◆ TASK TO CARRY OUT ◆
What lines of the data include the string "image"? Copy them all.

Data excerpts:
--------------------------------

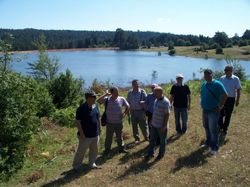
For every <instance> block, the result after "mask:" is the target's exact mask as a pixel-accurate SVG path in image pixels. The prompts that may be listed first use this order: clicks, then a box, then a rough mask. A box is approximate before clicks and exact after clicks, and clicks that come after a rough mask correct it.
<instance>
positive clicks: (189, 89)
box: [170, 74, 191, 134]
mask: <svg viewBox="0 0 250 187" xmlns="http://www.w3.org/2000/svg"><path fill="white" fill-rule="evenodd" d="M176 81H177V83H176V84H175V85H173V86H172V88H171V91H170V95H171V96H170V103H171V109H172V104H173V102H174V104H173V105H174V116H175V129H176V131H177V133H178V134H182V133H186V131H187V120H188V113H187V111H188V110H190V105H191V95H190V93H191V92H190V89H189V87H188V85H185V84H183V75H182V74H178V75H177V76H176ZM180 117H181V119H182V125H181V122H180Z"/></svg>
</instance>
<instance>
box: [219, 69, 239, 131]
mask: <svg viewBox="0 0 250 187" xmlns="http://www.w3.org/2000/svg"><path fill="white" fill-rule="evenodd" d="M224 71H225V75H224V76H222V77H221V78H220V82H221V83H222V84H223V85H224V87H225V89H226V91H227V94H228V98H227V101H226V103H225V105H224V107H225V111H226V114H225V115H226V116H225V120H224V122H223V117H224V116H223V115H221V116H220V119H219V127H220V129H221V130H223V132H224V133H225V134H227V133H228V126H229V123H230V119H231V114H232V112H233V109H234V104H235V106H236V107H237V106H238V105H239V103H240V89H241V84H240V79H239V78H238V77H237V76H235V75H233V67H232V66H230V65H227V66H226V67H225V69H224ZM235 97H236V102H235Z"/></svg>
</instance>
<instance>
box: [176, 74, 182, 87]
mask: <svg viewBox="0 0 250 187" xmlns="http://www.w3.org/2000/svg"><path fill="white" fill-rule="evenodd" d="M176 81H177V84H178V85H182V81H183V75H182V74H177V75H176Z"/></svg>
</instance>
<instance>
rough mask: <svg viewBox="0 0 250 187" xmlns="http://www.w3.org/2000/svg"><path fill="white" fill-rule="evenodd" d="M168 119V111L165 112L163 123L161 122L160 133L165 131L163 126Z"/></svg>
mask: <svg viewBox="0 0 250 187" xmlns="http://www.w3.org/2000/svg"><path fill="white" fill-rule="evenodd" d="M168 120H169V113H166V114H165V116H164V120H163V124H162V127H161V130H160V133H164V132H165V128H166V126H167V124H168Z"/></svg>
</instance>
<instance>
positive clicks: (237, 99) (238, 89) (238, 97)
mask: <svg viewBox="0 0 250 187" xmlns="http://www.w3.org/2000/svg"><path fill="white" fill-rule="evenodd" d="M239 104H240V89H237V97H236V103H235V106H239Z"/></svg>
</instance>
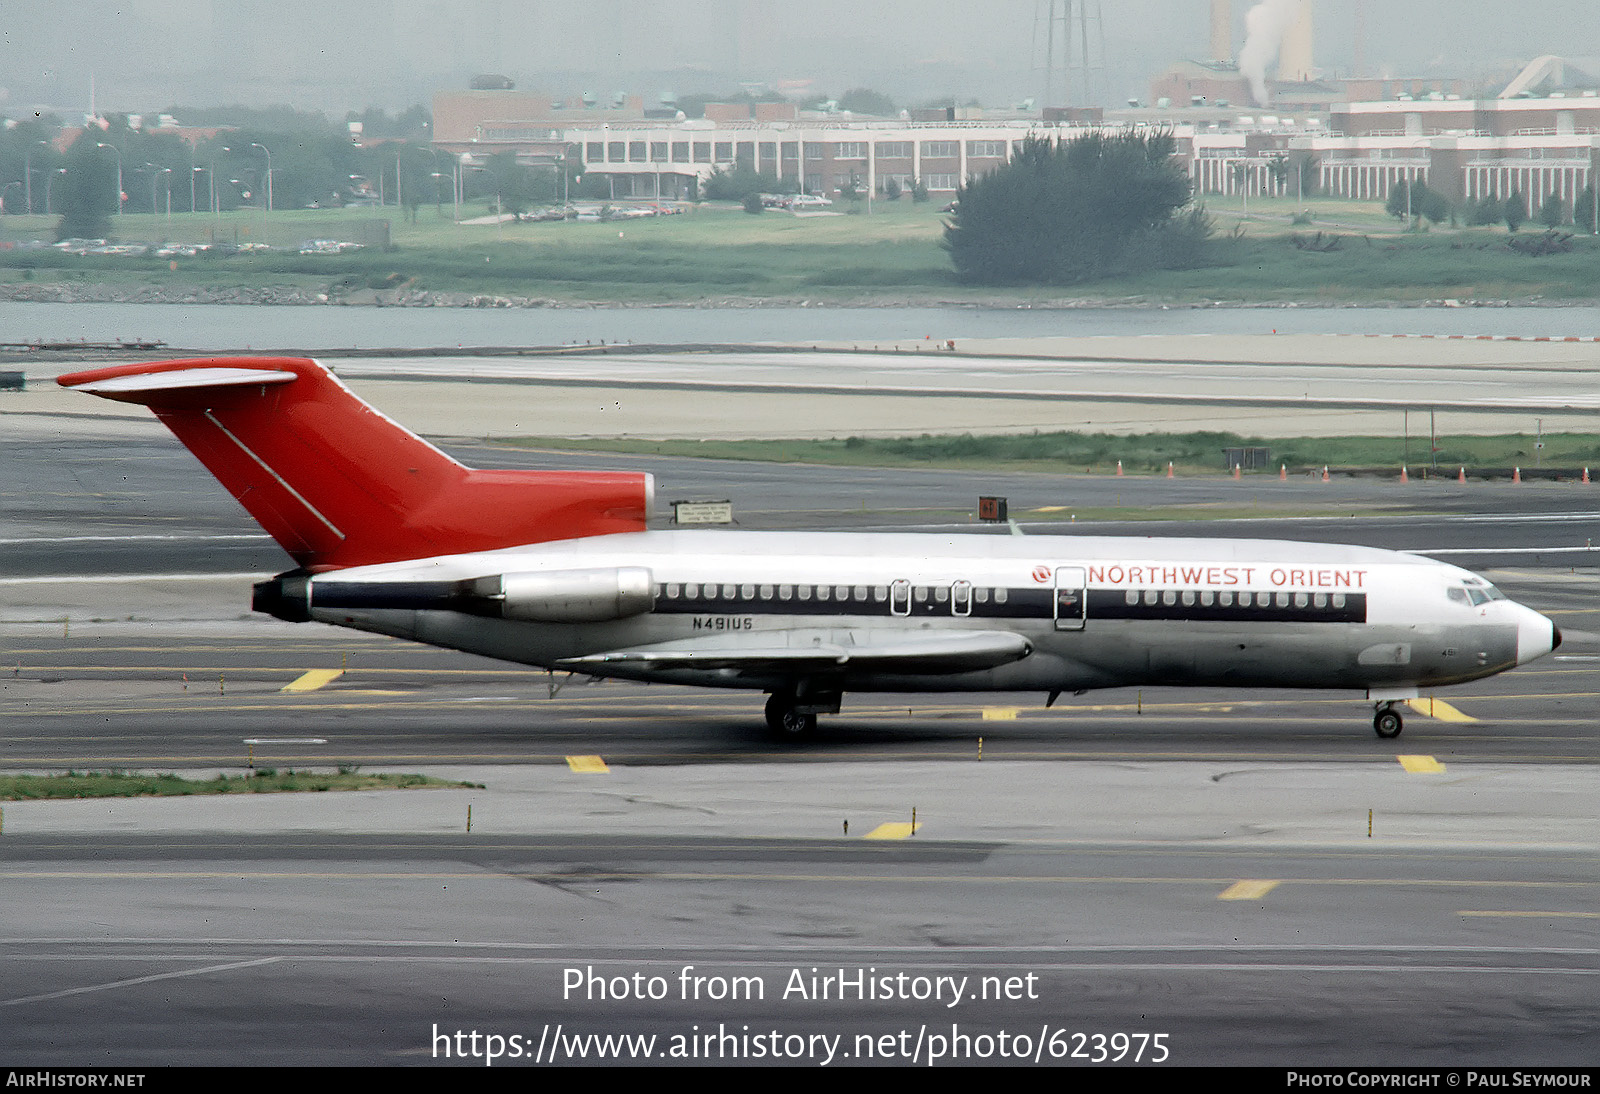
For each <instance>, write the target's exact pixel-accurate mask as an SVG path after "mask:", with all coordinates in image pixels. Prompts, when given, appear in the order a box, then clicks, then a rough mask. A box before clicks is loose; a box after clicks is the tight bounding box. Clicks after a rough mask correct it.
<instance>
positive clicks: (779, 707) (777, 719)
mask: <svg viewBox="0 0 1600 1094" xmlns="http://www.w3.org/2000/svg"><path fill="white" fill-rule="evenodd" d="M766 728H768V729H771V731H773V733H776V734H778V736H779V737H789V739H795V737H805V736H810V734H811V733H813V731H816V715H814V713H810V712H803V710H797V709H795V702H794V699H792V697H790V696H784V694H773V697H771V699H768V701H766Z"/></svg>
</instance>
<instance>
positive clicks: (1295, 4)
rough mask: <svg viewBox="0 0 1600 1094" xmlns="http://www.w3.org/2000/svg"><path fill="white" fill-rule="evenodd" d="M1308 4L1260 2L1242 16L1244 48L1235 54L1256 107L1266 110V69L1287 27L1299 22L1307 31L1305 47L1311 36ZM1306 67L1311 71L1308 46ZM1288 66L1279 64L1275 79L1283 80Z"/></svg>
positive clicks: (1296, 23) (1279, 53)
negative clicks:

--------------------------------

◆ RESPONSE AREA ◆
For every <instance> block, the result after "mask:" is the target's exact mask as a pixel-accurate SVG path in image pixels. The prompts that may be listed first use this order: clicks, then a box, then a rough mask. A box is approximate before clicks and exact after clicks, and clicks that come after a rough mask correct it.
For each <instance>, write the target's exact pixel-accurate mask as an SVG path after "mask:", with all coordinates in image pixels. Prompts, when given, appear in the order a box, then clicks, then a rough mask. A box before clicks is loose; a box after clicks is the tight bounding box. Clicks after a rough mask correct it.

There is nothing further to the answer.